> [Required work] Each line that follows should be printed again exactly as it stands.

> [Dataset content]
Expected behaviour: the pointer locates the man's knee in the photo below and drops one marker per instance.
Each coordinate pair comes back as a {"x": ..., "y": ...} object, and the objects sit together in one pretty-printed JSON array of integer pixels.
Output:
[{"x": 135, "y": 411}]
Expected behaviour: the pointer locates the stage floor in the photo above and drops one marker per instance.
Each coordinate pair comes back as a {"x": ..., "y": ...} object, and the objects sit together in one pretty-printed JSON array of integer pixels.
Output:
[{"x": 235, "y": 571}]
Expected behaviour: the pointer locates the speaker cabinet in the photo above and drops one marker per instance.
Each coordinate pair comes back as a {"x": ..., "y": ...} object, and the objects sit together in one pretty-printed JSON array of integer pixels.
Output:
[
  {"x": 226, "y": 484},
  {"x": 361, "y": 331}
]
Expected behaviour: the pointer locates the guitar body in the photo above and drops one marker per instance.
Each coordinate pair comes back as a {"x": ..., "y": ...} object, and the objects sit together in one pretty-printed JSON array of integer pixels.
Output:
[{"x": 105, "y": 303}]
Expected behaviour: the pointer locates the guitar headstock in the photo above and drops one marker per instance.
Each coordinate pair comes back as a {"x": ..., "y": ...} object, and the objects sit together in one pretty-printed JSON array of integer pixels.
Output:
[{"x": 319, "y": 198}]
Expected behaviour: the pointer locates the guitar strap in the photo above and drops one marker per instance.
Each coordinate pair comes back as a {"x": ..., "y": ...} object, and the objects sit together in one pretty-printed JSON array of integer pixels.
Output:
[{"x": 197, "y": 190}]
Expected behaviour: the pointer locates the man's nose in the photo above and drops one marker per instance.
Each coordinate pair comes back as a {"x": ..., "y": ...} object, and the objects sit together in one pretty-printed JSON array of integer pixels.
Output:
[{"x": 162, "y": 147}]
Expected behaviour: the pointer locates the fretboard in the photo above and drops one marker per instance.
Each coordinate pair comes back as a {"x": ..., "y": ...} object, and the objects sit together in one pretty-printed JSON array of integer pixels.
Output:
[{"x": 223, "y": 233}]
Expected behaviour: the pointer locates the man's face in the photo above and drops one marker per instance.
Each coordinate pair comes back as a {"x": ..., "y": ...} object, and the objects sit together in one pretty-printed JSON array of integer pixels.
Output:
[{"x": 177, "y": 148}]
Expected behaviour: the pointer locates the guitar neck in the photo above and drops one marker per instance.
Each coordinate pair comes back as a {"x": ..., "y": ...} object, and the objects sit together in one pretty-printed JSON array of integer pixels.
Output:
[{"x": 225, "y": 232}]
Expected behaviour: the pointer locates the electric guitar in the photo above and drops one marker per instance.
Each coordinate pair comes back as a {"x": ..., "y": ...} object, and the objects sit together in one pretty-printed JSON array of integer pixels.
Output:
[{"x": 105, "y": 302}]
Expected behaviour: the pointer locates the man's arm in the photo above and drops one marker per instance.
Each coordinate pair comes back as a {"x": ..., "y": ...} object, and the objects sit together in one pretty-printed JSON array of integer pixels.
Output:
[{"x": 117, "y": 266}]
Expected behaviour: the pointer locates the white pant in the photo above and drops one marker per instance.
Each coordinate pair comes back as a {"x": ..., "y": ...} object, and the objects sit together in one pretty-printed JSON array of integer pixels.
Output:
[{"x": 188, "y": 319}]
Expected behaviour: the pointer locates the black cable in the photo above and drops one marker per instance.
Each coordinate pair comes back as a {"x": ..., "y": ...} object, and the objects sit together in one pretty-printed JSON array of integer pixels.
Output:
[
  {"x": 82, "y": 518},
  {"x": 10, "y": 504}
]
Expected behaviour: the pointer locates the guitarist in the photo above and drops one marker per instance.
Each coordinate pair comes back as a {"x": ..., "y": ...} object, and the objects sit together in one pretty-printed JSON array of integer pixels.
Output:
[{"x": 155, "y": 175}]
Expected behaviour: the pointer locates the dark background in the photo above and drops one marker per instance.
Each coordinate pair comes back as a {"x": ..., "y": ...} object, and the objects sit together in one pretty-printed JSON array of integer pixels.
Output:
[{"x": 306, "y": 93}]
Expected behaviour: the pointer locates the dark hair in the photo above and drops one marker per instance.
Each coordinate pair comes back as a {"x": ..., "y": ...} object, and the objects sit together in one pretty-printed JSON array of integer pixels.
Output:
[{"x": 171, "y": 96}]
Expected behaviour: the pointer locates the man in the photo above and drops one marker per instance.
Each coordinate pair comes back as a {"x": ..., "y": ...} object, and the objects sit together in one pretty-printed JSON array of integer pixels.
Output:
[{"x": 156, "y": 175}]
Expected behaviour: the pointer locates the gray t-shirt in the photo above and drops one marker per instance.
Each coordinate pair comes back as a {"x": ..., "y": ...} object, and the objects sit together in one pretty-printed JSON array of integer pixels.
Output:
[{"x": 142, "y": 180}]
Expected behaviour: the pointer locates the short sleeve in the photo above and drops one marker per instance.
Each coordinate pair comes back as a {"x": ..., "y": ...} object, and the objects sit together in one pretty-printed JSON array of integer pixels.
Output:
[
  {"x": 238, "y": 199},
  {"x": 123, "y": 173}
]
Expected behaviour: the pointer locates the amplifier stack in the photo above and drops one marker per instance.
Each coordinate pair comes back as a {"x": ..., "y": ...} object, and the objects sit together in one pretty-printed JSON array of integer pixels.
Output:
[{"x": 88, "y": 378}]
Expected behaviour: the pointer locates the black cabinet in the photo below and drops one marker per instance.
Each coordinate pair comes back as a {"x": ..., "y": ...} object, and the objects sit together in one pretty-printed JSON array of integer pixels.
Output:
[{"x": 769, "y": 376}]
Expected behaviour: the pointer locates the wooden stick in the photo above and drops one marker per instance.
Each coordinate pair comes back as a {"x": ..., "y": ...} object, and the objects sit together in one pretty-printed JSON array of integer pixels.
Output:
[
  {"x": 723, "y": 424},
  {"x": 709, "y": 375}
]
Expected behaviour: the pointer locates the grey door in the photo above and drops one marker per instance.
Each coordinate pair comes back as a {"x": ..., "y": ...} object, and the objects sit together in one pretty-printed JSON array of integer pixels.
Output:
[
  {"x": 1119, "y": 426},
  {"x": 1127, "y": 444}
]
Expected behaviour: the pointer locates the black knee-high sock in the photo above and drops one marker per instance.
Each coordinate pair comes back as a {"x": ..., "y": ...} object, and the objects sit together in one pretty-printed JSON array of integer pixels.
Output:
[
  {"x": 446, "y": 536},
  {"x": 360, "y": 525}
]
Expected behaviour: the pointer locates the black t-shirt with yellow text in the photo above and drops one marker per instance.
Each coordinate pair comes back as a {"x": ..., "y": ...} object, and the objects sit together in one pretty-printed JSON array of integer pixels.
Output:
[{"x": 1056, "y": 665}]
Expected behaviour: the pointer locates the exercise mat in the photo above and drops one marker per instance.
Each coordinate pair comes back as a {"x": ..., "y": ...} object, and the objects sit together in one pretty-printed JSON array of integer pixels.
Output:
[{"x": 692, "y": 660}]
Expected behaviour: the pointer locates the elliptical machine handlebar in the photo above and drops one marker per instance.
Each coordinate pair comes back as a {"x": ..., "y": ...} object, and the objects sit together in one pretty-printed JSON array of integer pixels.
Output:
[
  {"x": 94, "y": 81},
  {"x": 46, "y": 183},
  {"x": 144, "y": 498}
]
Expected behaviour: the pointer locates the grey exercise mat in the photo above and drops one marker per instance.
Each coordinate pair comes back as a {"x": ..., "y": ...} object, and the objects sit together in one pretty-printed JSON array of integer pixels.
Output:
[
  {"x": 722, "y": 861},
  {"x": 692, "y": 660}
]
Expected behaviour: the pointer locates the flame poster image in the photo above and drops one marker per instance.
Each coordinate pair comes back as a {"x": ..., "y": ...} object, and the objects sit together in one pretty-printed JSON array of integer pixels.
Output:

> [Output of the task]
Expected behaviour: the pointer locates the man's knee in the photo below and drops one marker per instance.
Each coordinate pair comes back as a {"x": ..., "y": ...} object, and the objects sit together in one pretty-printed JSON array of integer pixels.
Output:
[{"x": 135, "y": 411}]
Expected behaviour: the pointer locates the stage floor in the photo above and drops one marker per instance.
Each coordinate pair comes back as a {"x": ..., "y": ...} object, and the objects sit together in one pretty-printed JSON array of integer pixels.
Output:
[{"x": 235, "y": 571}]
Expected behaviour: the pointer locates the speaker cabinet in the photo above and drops one marker per instance.
Each coordinate pair comes back as a {"x": ..., "y": ...} object, and the objects sit together in one pretty-printed JSON array of integer pixels.
Output:
[
  {"x": 226, "y": 484},
  {"x": 361, "y": 331}
]
Expected behaviour: the pointer locates the guitar body in the photo above and drops one marker per instance.
Each coordinate pair comes back as a {"x": ..., "y": ...} object, and the objects sit together in one pretty-printed JSON array of integer pixels.
Output:
[{"x": 105, "y": 303}]
Expected behaviour: the pointer locates the guitar headstock in the photo above and drops one marker per instance.
Each coordinate pair comes back as a {"x": ..., "y": ...} object, and the objects sit together in one pretty-printed JSON array of integer pixels.
Output:
[{"x": 319, "y": 198}]
Expected behaviour: the pointer locates the guitar strap in the photo above and drops one marker per instance.
Each coordinate pair comes back as a {"x": ..., "y": ...} object, and the objects sit together in one pretty-printed JSON array of integer pixels.
Output:
[{"x": 197, "y": 190}]
Expected behaviour: the pointer locates the man's nose in the photo above and drops one marker per instance.
Each coordinate pair comes back as a {"x": ..., "y": ...} object, and the objects sit together in one pretty-printed JSON array of integer pixels.
Output:
[{"x": 162, "y": 147}]
Expected behaviour: the pointer locates the fretboard in the photo above and drops one marker per instance.
Each coordinate pair comes back as a {"x": ..., "y": ...} object, and the objects sit together in one pretty-printed JSON array of integer pixels.
Output:
[{"x": 223, "y": 233}]
Expected behaviour: the pointer locates the man's face in the photo above and drops one marker per instance.
Each coordinate pair comes back as a {"x": ..., "y": ...} object, and the objects sit together in one pretty-printed JSON array of integer pixels.
Output:
[{"x": 177, "y": 148}]
Expected behaviour: the pointer locates the guitar neck in the photo above and drops one marker per instance.
Each coordinate pair comes back as a {"x": ..., "y": ...} object, and the objects sit together in one pretty-printed JSON array of integer pixels.
Output:
[{"x": 225, "y": 232}]
Expected behaviour: the pointer locates the electric guitar in the photo above and drops one marker per instance.
Each coordinate pair comes back as a {"x": ..., "y": ...} object, and the objects sit together in one pretty-printed JSON array of integer pixels.
Output:
[{"x": 105, "y": 302}]
Expected behaviour: the pointer locates the man's arm in the photo above and drops one marker per instance.
Each coordinate pair comes back as a {"x": ..., "y": ...} object, and the objects sit together in one pretty-printed JSON array of integer pixels.
Output:
[{"x": 117, "y": 266}]
Expected behaviour: the pointer locates the white pant in the photo above and drops one marker per instance.
Each coordinate pair comes back as a {"x": ..., "y": ...} object, and the objects sit together in one pretty-printed JSON array of integer pixels.
Output:
[{"x": 188, "y": 319}]
Expected behaviour: the pointer locates the black cable in the photo above and drops one marker per instance.
Each coordinate pair comes back as a {"x": ..., "y": ...} object, and the objects sit together in one pretty-printed JSON array of integer pixels.
Output:
[
  {"x": 82, "y": 518},
  {"x": 10, "y": 504}
]
Expected behaviour: the pointer locates the guitarist in the photo above and drops one marker per instance.
Each coordinate pair comes back as a {"x": ..., "y": ...} object, and the objects sit together in one pretty-printed JSON array of integer pixels.
Output:
[{"x": 155, "y": 175}]
Expected behaviour: the pointer locates the dark background in the photo above and drops one marker per instance.
Each coordinate pair comes back as a {"x": ..., "y": ...} object, and the objects sit together in one pretty-printed JSON array of integer pixels.
Output:
[{"x": 306, "y": 93}]
Expected behaviour: the pointer locates the dark hair in the photo above and drops one marker per instance.
Each coordinate pair comes back as a {"x": ..., "y": ...} object, and the objects sit together in one pretty-printed JSON array of integer pixels.
Output:
[{"x": 171, "y": 96}]
Expected behaviour: the pointer locates the man in the photo above and drops one marker per instance.
Each coordinate pair comes back as a {"x": ..., "y": ...} object, and the objects sit together in one pretty-printed JSON array of integer pixels.
Output:
[{"x": 156, "y": 175}]
Expected behaviour: the pointer locates the gray t-shirt in the photo above and drops one marker per instance.
Each coordinate pair comes back as a {"x": ..., "y": ...} object, and the objects sit together in one pretty-printed JSON array of integer pixels.
Output:
[{"x": 142, "y": 180}]
Expected behaviour: the pointer locates the short sleeve in the photo above and drops one marker per instance.
Each coordinate pair comes back as a {"x": ..., "y": ...} object, and the objects sit together in one pretty-printed JSON array of integer pixels.
Output:
[
  {"x": 238, "y": 199},
  {"x": 123, "y": 173}
]
Expected behaviour: the pointer locates the amplifier stack in the photo above and drops one marker per instance.
Each coordinate pair comes back as a {"x": ..., "y": ...} object, and the objects sit together in one pretty-printed JSON array of integer pixels.
Output:
[{"x": 88, "y": 378}]
Expected behaviour: the pointer locates the black cabinet in the photo below and drops one marker per instance.
Each coordinate pair comes back as a {"x": ..., "y": ...} object, and the objects sit together in one pretty-printed JSON array of integer pixels.
Output:
[{"x": 769, "y": 376}]
Expected behaviour: the pointer locates the wooden stick in the photo above and drops one marker per instance.
Each coordinate pair comes back as a {"x": ..., "y": ...} object, and the objects sit together in one pretty-printed JSON array of integer pixels.
Output:
[
  {"x": 723, "y": 424},
  {"x": 709, "y": 375}
]
Expected behaviour: the pointer locates the grey door in the photo above and drops one marker per instance.
Each coordinate pair comes back as a {"x": ..., "y": ...} object, and the objects sit together in one pretty-printed JSON array of integer pixels.
Output:
[
  {"x": 1119, "y": 426},
  {"x": 1127, "y": 444}
]
Expected behaviour: the pointer locates the black knee-high sock in the photo above and drops one marker per instance.
Each coordinate pair comes back as a {"x": ..., "y": ...} object, and the objects sit together in one pretty-printed JSON array of integer pixels.
Output:
[
  {"x": 446, "y": 536},
  {"x": 360, "y": 525}
]
Expected behaviour: the pointer locates the black t-shirt with yellow text in the photo above and drops one marker per instance.
Each coordinate pair comes back as a {"x": ..., "y": ...} object, and the objects sit together in one pretty-printed JSON array of integer pixels.
Output:
[{"x": 1056, "y": 665}]
Expected behaviour: the pointer locates the exercise mat in the photo above and drops one marker per instance.
Each coordinate pair comes back as a {"x": ..., "y": ...} object, and the objects sit together in one pretty-printed JSON array of integer pixels.
Output:
[{"x": 692, "y": 660}]
Expected behaviour: the pointer locates the elliptical machine handlebar in the photo above and drops one marker per instance.
Each coordinate pair comes back as a {"x": ..., "y": ...} object, and the objects sit together in one pretty-printed JSON array of integer pixels.
Output:
[
  {"x": 94, "y": 81},
  {"x": 46, "y": 183},
  {"x": 144, "y": 498}
]
Expected behaviour: the pointer locates the grey exercise mat in the photo above and drops one marker per instance.
Each coordinate pair comes back as a {"x": ..., "y": ...} object, and the objects sit together in one pretty-printed JSON array of integer pixels.
Output:
[
  {"x": 722, "y": 861},
  {"x": 692, "y": 660}
]
Expected behaviour: the pointer locates the flame poster image in the photo above and drops one marker per instance.
Each coordinate pair comes back as a {"x": ..., "y": ...} object, and the objects sit together in one pretty-printed JSON array of integer pixels.
Output:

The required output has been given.